[What needs to be done]
Please extract every row below verbatim, leaving the pictures out of your answer.

[Material shown]
· · · · ·

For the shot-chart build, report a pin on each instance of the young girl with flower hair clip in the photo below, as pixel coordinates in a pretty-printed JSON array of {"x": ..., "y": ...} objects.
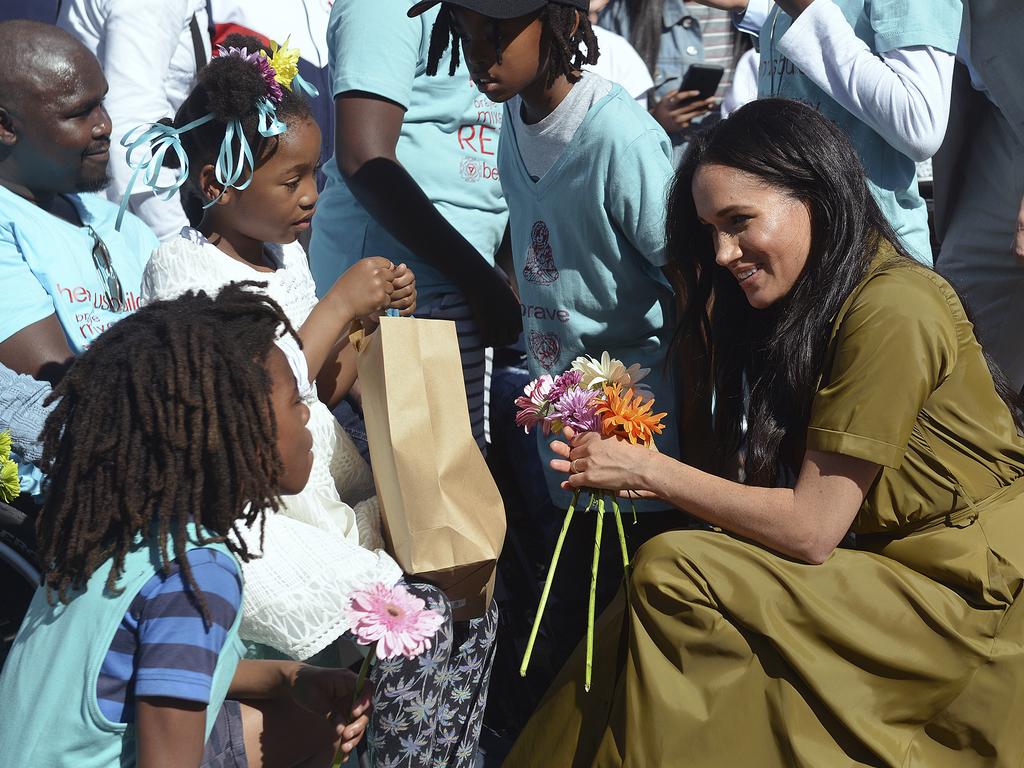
[{"x": 249, "y": 151}]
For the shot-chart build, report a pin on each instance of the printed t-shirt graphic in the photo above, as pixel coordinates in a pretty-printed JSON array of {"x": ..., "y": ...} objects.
[
  {"x": 46, "y": 266},
  {"x": 449, "y": 142},
  {"x": 588, "y": 241}
]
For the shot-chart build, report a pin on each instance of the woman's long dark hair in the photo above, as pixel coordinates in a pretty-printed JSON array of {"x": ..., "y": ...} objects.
[{"x": 764, "y": 364}]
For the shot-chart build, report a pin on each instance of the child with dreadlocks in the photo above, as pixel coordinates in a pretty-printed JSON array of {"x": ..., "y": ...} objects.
[
  {"x": 180, "y": 425},
  {"x": 317, "y": 550},
  {"x": 586, "y": 174}
]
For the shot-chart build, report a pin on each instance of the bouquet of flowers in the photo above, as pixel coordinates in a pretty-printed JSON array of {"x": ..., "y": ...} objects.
[
  {"x": 9, "y": 486},
  {"x": 594, "y": 395}
]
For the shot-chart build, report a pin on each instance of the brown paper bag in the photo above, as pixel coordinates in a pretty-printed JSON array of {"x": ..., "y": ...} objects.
[{"x": 443, "y": 517}]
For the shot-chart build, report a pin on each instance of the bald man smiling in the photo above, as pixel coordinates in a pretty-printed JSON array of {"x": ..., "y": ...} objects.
[{"x": 67, "y": 273}]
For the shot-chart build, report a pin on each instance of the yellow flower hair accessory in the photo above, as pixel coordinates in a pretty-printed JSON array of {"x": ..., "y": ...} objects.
[
  {"x": 285, "y": 61},
  {"x": 9, "y": 484}
]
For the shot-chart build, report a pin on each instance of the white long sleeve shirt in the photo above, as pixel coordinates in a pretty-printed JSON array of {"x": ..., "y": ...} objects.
[
  {"x": 148, "y": 56},
  {"x": 902, "y": 94}
]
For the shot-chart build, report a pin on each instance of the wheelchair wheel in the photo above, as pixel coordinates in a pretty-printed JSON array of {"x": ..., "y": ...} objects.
[{"x": 18, "y": 576}]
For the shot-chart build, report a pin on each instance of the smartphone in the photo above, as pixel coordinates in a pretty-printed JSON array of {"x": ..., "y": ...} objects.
[{"x": 701, "y": 78}]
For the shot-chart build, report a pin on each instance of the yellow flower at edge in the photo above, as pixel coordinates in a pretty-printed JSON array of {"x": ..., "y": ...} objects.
[
  {"x": 9, "y": 485},
  {"x": 285, "y": 62},
  {"x": 628, "y": 416}
]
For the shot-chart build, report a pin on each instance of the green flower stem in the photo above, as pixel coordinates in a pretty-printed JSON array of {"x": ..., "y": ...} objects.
[
  {"x": 547, "y": 583},
  {"x": 622, "y": 544},
  {"x": 360, "y": 682},
  {"x": 593, "y": 591}
]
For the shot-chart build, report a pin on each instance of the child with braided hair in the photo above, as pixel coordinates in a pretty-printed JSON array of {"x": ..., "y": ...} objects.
[
  {"x": 253, "y": 148},
  {"x": 586, "y": 173},
  {"x": 179, "y": 427}
]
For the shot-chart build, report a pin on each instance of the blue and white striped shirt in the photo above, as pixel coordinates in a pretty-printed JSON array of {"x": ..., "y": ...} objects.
[{"x": 163, "y": 647}]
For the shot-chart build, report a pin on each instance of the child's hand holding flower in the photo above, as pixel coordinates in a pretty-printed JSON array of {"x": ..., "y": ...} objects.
[{"x": 333, "y": 694}]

· · · · ·

[Solved problem]
For the shot-chart build, report a pin on each instance of the young girl with flower hair clip in the photo below, as pixel coordinates in a pretty-printed JSON array of {"x": ..., "y": ...} objects.
[{"x": 249, "y": 151}]
For the shot-chart build, report a pin on each instance of the printed t-shirt graphic in the photo above, as pixel coordinates in a pretty-printed JSON array of {"x": ..., "y": ...} objects.
[
  {"x": 46, "y": 266},
  {"x": 449, "y": 142},
  {"x": 588, "y": 241}
]
For the shot-chart build, report a pin on each instance of the woman's long dark hair in the photo above, as pixel coordinates in a pretty-printed JSON array of {"x": ..., "y": ...} objects.
[{"x": 764, "y": 364}]
For the shot-chart build, report a pin on each instance of the child with dreadlocks in the photo above, as pixel coordinates in a pretty-printed JSON array of {"x": ..., "y": ...} objects.
[
  {"x": 180, "y": 425},
  {"x": 317, "y": 550},
  {"x": 586, "y": 174}
]
For the shot-chart build, report a pin on each instance of the bouquet of flowers in the photo above, as pixel coordinates in a pretty-printed JSON array of {"x": ..., "y": ...} objects.
[
  {"x": 9, "y": 486},
  {"x": 594, "y": 395}
]
For the shot-chart build, report a pin on each instance of the brown paper bag in the photo above, as pixel coordinates in a pretty-printed JSON array of {"x": ..., "y": ...} objects.
[{"x": 443, "y": 517}]
For the shot-chart build, report a pin on each instance of the bald man smiling in the photo above, as pixel coordinates in a pretty-printed JSON array of {"x": ..., "y": ...} objects.
[{"x": 67, "y": 273}]
For the shot-chart build, report a pin on each instance of the yellow flower hair accessory in the photo above, as pixel coordinates in a pretty-printed JSON array of {"x": ..., "y": ...} objects.
[
  {"x": 285, "y": 61},
  {"x": 9, "y": 484}
]
For the shot-chart build, report a pin on each instance of the white long sleeve shirt in the photo above, as pixel coordinates in a pretty-printed JSON array of {"x": ..., "y": ...} objects.
[
  {"x": 148, "y": 56},
  {"x": 902, "y": 94}
]
For the shot-chart build, report a pin on each instance of the wheelchair wheel in the photo above, as pixel coordinates in a pretty-printed JSON array of {"x": ..., "y": ...} objects.
[{"x": 18, "y": 576}]
For the shot-chart build, report a pin on each instance of the smartphone in the photo above, as pixel coordinates in a pretty-printed JSON array of {"x": ..., "y": ...} objects.
[{"x": 701, "y": 78}]
For the shot-chart build, report a pin on each instance of the yellow flower at edge in the photo above, as pixel coordinates in a pretty-printed JSON array of {"x": ..., "y": ...} objects.
[
  {"x": 9, "y": 485},
  {"x": 285, "y": 62},
  {"x": 628, "y": 416}
]
For the shot-chart build, report a pin on each instance of the green flower stem in the photo above, as pixel coordinates in a pretty-printed JSON array of {"x": ..., "y": ...} objects.
[
  {"x": 547, "y": 583},
  {"x": 622, "y": 544},
  {"x": 360, "y": 682},
  {"x": 593, "y": 591}
]
For the shot-chart build, report a pin on each instance of the child with braided hair in the photo above, as pixel coordinates in a pretty-printed JSON array of {"x": ..., "y": ...} objects.
[
  {"x": 253, "y": 148},
  {"x": 586, "y": 173},
  {"x": 179, "y": 427}
]
For the shot-chart build, report a pin on each instance of the blue and white striped shirt in the photo above, as pixel coordinates in a pretty-printed JSON array of {"x": ..., "y": ...} objects.
[{"x": 163, "y": 647}]
For the shot-chart build, report a pin on each instance of the child's hand holding flower in the photo above, as pixel coordinates in a pretty-printed JSON array of {"x": ..., "y": ...} objects.
[{"x": 333, "y": 694}]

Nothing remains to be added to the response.